- [Input rows]:
────────────────────────────────────────

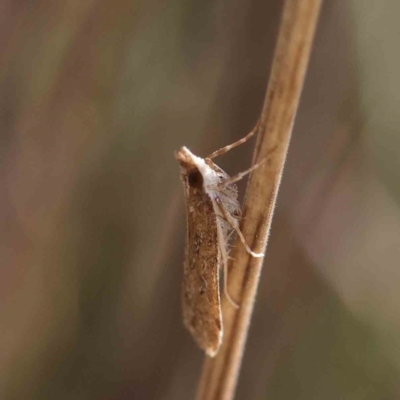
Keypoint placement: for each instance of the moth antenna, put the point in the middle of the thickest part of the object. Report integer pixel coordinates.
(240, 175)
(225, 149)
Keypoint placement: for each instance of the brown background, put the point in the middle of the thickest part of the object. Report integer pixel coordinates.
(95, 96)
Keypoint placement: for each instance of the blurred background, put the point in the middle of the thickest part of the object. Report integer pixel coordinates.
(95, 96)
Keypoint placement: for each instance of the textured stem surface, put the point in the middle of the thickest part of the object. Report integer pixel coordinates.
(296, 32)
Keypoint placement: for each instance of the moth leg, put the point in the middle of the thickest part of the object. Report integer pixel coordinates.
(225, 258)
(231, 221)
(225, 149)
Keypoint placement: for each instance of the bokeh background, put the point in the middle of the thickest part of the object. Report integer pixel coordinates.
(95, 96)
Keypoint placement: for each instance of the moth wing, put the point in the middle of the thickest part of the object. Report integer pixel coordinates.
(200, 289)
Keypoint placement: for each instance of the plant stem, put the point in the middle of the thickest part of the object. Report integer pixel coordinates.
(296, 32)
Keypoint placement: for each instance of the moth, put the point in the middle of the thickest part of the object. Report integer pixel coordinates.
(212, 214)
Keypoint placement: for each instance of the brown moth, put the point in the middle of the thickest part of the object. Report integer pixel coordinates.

────────────────────────────────────────

- [Work to be completed]: Put the listing lines into a Markdown table with columns "Entry" and "Content", starting at the line that contains "Keypoint placement: for each instance of the plant" and ending at the last line of the listing, and number each row. Leave out any blank lines.

- [The completed task]:
| Entry | Content |
|---|---|
| 1 | Keypoint placement: for each instance of the plant stem, put the point in the middle of the thickest part of the object. Report integer pixel coordinates. |
| 2 | (296, 32) |
| 3 | Keypoint placement: for each instance of the moth, put the point in the middle of the thickest part of the object. Report integer pixel coordinates. |
| 4 | (212, 214) |
| 5 | Keypoint placement: for each instance of the brown moth, put the point in the middle of the thickest part of the object. Report integer pixel coordinates. |